__RECORDS SHOWN__.
************

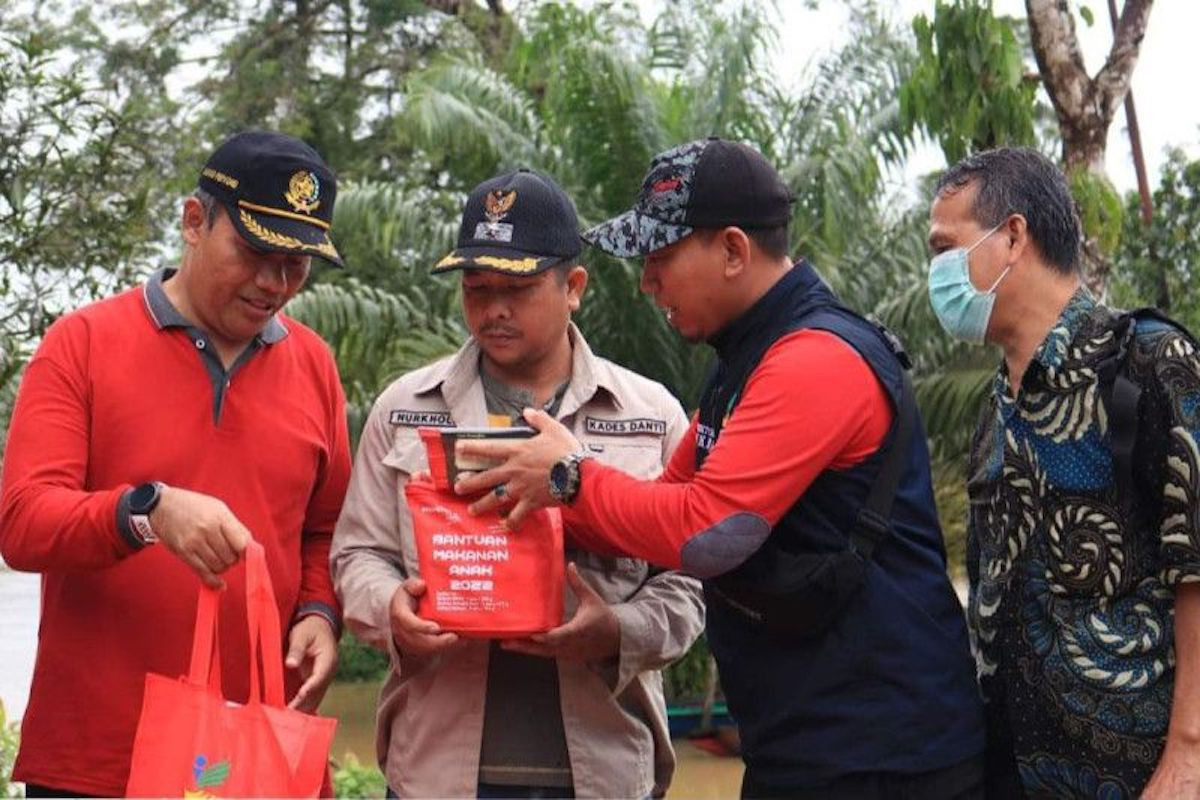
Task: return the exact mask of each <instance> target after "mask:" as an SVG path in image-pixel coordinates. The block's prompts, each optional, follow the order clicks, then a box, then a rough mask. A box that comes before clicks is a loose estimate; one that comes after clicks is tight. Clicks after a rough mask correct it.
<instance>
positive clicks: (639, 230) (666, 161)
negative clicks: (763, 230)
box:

************

__WHAT YOU WILL DO__.
Lines that contain the string "instance" should be copied from the material above.

__WRITTEN SOLUTION__.
Task: return the exact mask of each <instance> target after "mask:" as an SVG path in image-pixel coordinates. The block's prompts, each optional, follow the order clicks, then a box, then a rough mask. A box that comes before clicks is a loose estimate; one that comes after clicks is tight. Clicks after a rough mask correct it.
<instance>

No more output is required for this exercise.